What you should do :: Copy all the records below in full, requests included, and adjust every coordinate in the points following each "Target:" line by -27. Leave every other line as it is.

Listed records ::
>> BEGIN

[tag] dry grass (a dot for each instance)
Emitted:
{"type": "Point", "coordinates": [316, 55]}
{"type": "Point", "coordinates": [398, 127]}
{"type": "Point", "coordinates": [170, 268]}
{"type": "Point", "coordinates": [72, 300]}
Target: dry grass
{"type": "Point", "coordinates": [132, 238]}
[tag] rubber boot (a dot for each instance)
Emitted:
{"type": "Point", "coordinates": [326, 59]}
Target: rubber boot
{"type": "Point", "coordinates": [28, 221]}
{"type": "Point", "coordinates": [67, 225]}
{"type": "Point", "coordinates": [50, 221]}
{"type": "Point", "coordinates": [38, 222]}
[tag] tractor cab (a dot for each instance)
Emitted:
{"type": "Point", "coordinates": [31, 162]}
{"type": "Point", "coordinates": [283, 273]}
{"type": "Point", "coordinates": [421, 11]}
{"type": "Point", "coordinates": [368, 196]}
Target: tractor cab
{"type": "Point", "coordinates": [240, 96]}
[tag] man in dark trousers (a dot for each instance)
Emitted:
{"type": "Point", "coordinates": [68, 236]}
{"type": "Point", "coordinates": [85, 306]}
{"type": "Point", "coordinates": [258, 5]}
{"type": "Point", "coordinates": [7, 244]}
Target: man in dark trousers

>> END

Solution to the problem ::
[tag] dry grass (a dot for each instance)
Emitted:
{"type": "Point", "coordinates": [316, 55]}
{"type": "Point", "coordinates": [398, 127]}
{"type": "Point", "coordinates": [170, 268]}
{"type": "Point", "coordinates": [72, 300]}
Target: dry grass
{"type": "Point", "coordinates": [105, 211]}
[tag] rubber boot (a dot for each instance)
Emitted:
{"type": "Point", "coordinates": [326, 59]}
Target: rubber boot
{"type": "Point", "coordinates": [1, 194]}
{"type": "Point", "coordinates": [40, 198]}
{"type": "Point", "coordinates": [23, 194]}
{"type": "Point", "coordinates": [11, 195]}
[tag] tractor cab (a dot for each instance)
Emitted:
{"type": "Point", "coordinates": [31, 162]}
{"type": "Point", "coordinates": [283, 273]}
{"type": "Point", "coordinates": [421, 11]}
{"type": "Point", "coordinates": [368, 196]}
Target: tractor cab
{"type": "Point", "coordinates": [213, 69]}
[tag] man in dark trousers (a dot for each instance)
Emitted:
{"type": "Point", "coordinates": [68, 236]}
{"type": "Point", "coordinates": [85, 306]}
{"type": "Point", "coordinates": [258, 5]}
{"type": "Point", "coordinates": [7, 244]}
Target: man in dark trousers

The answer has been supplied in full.